**WHAT THIS TASK INVOLVES**:
Rewrite these records as a two-column CSV with the header `input,output` and one row per record. Put each record's full text in `input` and its answer in `output`, enclosing each field in double quotes and replacing every line break with a space.

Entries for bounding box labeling
:::
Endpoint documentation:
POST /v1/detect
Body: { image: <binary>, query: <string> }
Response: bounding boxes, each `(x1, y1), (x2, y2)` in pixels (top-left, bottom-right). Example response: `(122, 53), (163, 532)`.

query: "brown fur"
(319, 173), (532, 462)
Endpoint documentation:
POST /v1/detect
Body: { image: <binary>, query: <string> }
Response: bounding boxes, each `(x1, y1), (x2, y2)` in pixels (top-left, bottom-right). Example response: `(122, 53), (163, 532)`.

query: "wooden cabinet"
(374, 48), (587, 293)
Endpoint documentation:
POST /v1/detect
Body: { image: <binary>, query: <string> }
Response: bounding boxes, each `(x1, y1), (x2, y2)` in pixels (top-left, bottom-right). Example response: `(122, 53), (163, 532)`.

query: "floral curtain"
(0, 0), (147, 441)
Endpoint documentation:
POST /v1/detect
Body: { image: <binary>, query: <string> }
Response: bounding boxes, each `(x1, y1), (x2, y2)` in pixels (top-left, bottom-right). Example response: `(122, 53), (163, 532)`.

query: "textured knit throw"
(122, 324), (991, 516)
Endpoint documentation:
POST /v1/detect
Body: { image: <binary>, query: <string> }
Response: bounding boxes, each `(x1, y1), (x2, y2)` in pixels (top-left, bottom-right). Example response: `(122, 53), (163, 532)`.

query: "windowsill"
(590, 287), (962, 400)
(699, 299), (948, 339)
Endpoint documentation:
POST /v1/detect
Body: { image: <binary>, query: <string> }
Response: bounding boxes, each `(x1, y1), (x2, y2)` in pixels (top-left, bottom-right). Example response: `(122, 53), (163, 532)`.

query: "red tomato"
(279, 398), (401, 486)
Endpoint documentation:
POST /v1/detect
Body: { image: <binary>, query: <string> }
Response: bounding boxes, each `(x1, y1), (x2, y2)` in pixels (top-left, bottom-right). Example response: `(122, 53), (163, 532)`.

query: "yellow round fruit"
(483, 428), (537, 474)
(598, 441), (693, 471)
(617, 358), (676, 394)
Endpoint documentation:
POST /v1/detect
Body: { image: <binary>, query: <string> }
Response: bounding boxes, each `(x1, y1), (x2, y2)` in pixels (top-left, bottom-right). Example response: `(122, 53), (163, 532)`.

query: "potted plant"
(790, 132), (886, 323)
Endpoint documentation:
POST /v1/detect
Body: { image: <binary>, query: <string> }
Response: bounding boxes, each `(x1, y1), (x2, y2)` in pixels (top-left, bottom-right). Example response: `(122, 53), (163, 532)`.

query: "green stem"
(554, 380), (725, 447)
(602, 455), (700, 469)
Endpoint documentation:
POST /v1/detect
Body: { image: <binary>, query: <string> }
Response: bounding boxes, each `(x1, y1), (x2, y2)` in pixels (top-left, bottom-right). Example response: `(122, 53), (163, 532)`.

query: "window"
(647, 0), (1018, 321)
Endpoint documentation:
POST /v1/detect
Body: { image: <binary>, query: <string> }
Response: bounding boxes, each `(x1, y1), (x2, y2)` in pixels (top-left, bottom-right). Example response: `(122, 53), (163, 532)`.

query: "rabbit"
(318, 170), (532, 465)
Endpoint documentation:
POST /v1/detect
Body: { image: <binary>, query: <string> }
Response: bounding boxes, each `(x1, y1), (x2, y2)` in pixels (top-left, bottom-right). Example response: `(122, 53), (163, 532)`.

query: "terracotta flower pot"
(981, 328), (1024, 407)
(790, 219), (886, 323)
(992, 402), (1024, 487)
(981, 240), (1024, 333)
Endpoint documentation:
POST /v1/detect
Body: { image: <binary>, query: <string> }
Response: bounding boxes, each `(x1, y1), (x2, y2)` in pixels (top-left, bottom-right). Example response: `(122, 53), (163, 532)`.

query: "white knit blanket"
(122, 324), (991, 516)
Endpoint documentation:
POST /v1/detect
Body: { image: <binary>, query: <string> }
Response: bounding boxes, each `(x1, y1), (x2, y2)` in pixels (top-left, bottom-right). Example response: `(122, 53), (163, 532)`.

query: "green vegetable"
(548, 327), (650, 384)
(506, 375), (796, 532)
:::
**COMPLETED TASK**:
input,output
"Endpoint documentation: POST /v1/detect Body: { image: <binary>, query: <string> } Response: bounding boxes, each `(x1, y1), (x2, y2)` in pixels (top-left, bottom-right). Example response: `(122, 53), (163, 532)`. query: ""brown fur""","(319, 173), (532, 462)"
"Endpoint documentation: POST /v1/detect Body: { image: <binary>, query: <string> } Response: bounding boxes, each `(x1, y1), (x2, y2)` in pixels (top-left, bottom-right). Example response: `(122, 53), (163, 532)`. query: ""wooden cabinet""","(374, 48), (587, 293)"
"Endpoint documentation: POST /v1/detect Body: { image: <binary>, query: <string> } Response: bounding boxes, each `(x1, y1), (x2, y2)` in pixels (top-left, bottom-right). Example response: `(122, 53), (163, 532)`. query: ""floral curtain""","(0, 0), (147, 441)"
"Endpoint documentation: POST /v1/detect Body: { image: <binary>, query: <string> } Response: bounding boxes, each `(x1, y1), (x2, y2)` in pixels (top-left, bottom-right). Example response: `(122, 53), (163, 532)`. query: ""textured knit throw""","(122, 324), (991, 516)"
"Endpoint documentation: POST /v1/detect Body: { image: <binary>, query: <string> } Response: bounding boxes, each `(x1, y1), (x2, y2)` in pixels (top-left, bottom-right). Example response: `(122, 53), (163, 532)`. query: ""windowsill""","(590, 287), (962, 400) (699, 299), (948, 339)"
"Endpoint documentation: POST /v1/detect Body: { image: <binary>, query: <string> } Response: bounding boxes, each `(x1, y1), (x2, y2)` in pixels (top-left, bottom-right). Example response: `(122, 53), (163, 532)`. query: ""red tomato""","(279, 398), (401, 486)"
"Endpoint documentation: POST /v1/detect Body: { image: <binary>, query: <string> } Response: bounding boxes, each `(x1, y1), (x2, y2)` in pixels (top-left, bottom-right). Example response: `(122, 53), (163, 532)`. query: ""yellow round fruit""","(483, 428), (537, 474) (598, 441), (693, 471) (617, 358), (676, 394)"
"Endpoint documentation: POST /v1/detect Body: { image: <binary>, query: <string> } Response: bounding boxes, each `(x1, y1), (x2, y2)` in pixels (top-left, bottom-right). Example response: `(122, 53), (163, 532)`. query: ""potted plant""","(790, 132), (886, 323)"
"Endpoint documentation: POST /v1/detect Body: { image: <binary>, query: <string> } Response: bounding boxes, each `(x1, y1), (x2, y2)` in pixels (top-left, bottom-right). Example response: `(122, 53), (163, 532)`. query: ""green stem""","(554, 380), (725, 447) (602, 455), (700, 469)"
"Endpoint documentation: POST /v1/detect Body: { image: <binary>, query: <string> } Response: bounding boxes, each `(x1, y1), (x2, y2)` in pixels (top-left, bottom-right). Example response: `(122, 53), (163, 532)`. query: ""window""","(647, 0), (1018, 321)"
"Endpoint documentation: POST /v1/detect Body: { image: <binary>, query: <string> } Response: bounding boxes, each `(x1, y1), (x2, y2)` in pixels (top-left, bottom-right). Example response: `(122, 53), (163, 532)`. query: ""rabbit""","(318, 170), (532, 465)"
"Endpoint documentation: POST /v1/detect Body: { image: <binary>, query: <string> } Response: bounding boxes, each `(x1, y1), (x2, y2)` in pixels (top-left, bottom-right). Example response: `(122, 53), (163, 532)`. query: ""terracotta flower pot""","(981, 328), (1024, 407) (790, 219), (886, 323) (992, 402), (1024, 487) (981, 240), (1024, 333)"
"Endpoint documentation: POST /v1/detect Body: { image: <binary>, query: <string> } Response: bounding boxes, each `(x1, y1), (x2, y2)` in pixels (top-left, bottom-right). Example response: `(122, 53), (163, 532)`. query: ""white knit blanket""","(122, 324), (991, 516)"
"Endpoint documentation: POST /v1/detect Body: { image: <binary>, query: <string> } Response: bounding boxes, each `(x1, y1), (x2, y2)` in pixels (top-left, bottom-right). Example response: `(122, 53), (163, 532)`. query: ""green vegetable""","(548, 327), (650, 384) (506, 375), (796, 532)"